▸ **Given task A**
In the mailing-list message, what --batch-size value did the initial setting of the 'incremental-repack' task use?

All of lore.kernel.org
 help / color / mirror / Atom feed
From: Son Luong Ngoc <sluongng@gmail.com>
To: Derrick Stolee via GitGitGadget <gitgitgadget@gmail.com>
Cc: git <git@vger.kernel.org>,
	sandals@crustytoothpaste.net, steadmon@google.com,
	jrnieder@gmail.com, Jeff King <peff@peff.net>,
	congdanhqx@gmail.com, phillip.wood123@gmail.com,
	Emily Shaffer <emilyshaffer@google.com>,
	Jonathan Tan <jonathantanmy@google.com>,
	Derrick Stolee <derrickstolee@github.com>,
	Derrick Stolee <dstolee@microsoft.com>
Subject: Re: [PATCH 8/9] maintenance: auto-size incremental-repack batch
Date: Thu, 6 Aug 2020 19:02:30 +0200	[thread overview]
Message-ID: <6FA8F54A-C92D-497B-895F-AC6E8287AACD@gmail.com> (raw)
In-Reply-To: <c3487fb8e3e72949080f51f341655f37b5f2f03f.1596731425.git.gitgitgadget@gmail.com>

Hi Derrick,

> On Aug 6, 2020, at 18:30, Derrick Stolee via GitGitGadget <gitgitgadget@gmail.com> wrote:
> 
> From: Derrick Stolee <dstolee@microsoft.com>
> 
> When repacking during the 'incremental-repack' task, we use the
> --batch-size option in 'git multi-pack-index repack'. The initial setting
> used --batch-size=0 to repack everything into a single pack-file. This is
> not sustainable for a large repository. The amount of work required is
> also likely to use too many system resources for a background job.
> 
> Update the 'incremental-repack' task by dynamically computing a
> --batch-size option based on the current pack-file structure.
> 
> The dynamic default size is computed with this idea in mind for a client
> repository that was cloned from a very large remote: there is likely one
> "big" pack-file that was created at clone time. Thus, do not try
> repacking it as it is likely packed efficiently by the server.

▸ **Given task B**
Copy out the rows verbatim, from the first row through the one containing "MULTIPOLYGON (((0 962, 16", including both ends.

▸ **Supplied entries**

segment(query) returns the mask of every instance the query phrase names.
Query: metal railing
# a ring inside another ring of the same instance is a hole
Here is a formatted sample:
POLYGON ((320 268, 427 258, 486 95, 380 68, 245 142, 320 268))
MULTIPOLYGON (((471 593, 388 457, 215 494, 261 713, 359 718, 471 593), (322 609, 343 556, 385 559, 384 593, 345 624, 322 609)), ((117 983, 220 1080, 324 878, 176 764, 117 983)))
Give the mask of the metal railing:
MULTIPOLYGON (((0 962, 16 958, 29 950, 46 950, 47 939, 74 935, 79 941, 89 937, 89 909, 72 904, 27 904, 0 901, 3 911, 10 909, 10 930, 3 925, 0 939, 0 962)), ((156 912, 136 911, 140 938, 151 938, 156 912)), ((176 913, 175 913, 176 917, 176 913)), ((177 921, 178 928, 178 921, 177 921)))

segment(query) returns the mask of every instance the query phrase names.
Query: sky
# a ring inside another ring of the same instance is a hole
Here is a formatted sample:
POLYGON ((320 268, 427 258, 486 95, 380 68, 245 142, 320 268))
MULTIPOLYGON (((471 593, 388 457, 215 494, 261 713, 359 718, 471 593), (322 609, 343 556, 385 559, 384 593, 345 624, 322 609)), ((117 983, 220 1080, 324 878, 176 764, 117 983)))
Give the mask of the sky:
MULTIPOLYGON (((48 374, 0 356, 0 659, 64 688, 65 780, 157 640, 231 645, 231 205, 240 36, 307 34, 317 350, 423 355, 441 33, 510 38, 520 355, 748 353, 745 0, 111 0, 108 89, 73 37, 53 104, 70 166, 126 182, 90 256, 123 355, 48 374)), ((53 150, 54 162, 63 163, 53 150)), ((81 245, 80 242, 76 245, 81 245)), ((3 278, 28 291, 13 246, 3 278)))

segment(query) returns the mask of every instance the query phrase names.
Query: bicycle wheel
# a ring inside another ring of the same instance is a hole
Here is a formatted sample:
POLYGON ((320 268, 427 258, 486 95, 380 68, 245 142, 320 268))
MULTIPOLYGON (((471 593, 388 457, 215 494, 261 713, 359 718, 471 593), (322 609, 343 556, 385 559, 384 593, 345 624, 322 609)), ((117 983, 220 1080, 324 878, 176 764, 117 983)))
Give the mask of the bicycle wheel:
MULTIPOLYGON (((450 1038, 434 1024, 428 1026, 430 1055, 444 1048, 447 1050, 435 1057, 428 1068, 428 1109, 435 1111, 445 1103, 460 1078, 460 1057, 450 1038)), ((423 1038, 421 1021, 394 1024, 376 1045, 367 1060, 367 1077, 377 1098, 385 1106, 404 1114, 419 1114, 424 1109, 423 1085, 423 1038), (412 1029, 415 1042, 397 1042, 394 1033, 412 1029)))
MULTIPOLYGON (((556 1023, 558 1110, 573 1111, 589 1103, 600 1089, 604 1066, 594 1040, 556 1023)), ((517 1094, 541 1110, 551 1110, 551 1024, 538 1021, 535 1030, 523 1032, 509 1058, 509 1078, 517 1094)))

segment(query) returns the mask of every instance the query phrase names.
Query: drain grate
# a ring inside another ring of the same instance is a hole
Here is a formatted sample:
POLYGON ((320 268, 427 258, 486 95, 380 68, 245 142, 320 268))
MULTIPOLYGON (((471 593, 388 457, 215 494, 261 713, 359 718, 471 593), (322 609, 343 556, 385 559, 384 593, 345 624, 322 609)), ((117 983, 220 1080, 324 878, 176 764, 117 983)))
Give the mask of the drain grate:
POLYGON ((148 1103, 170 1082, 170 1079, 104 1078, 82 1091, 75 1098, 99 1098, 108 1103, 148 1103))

▸ **Answer A**
--batch-size=0

▸ **Answer B**
segment(query) returns the mask of every instance the query phrase names.
Query: metal railing
# a ring inside another ring of the same instance is a hole
Here is a formatted sample:
POLYGON ((320 268, 427 258, 486 95, 380 68, 245 142, 320 268))
MULTIPOLYGON (((471 593, 388 457, 215 494, 261 713, 359 718, 471 593), (322 609, 343 556, 385 559, 384 593, 345 624, 322 609)), ((117 983, 220 1080, 324 878, 176 764, 117 983)))
Give the mask of the metal railing:
MULTIPOLYGON (((0 962, 16 958, 29 950, 46 950, 47 939, 74 935, 79 941, 89 937, 89 909, 72 904, 27 904, 0 901, 3 911, 10 909, 10 930, 3 925, 0 939, 0 962)), ((156 912, 136 911, 140 938, 151 938, 156 912)), ((176 913, 175 913, 176 917, 176 913)), ((177 921, 178 928, 178 921, 177 921)))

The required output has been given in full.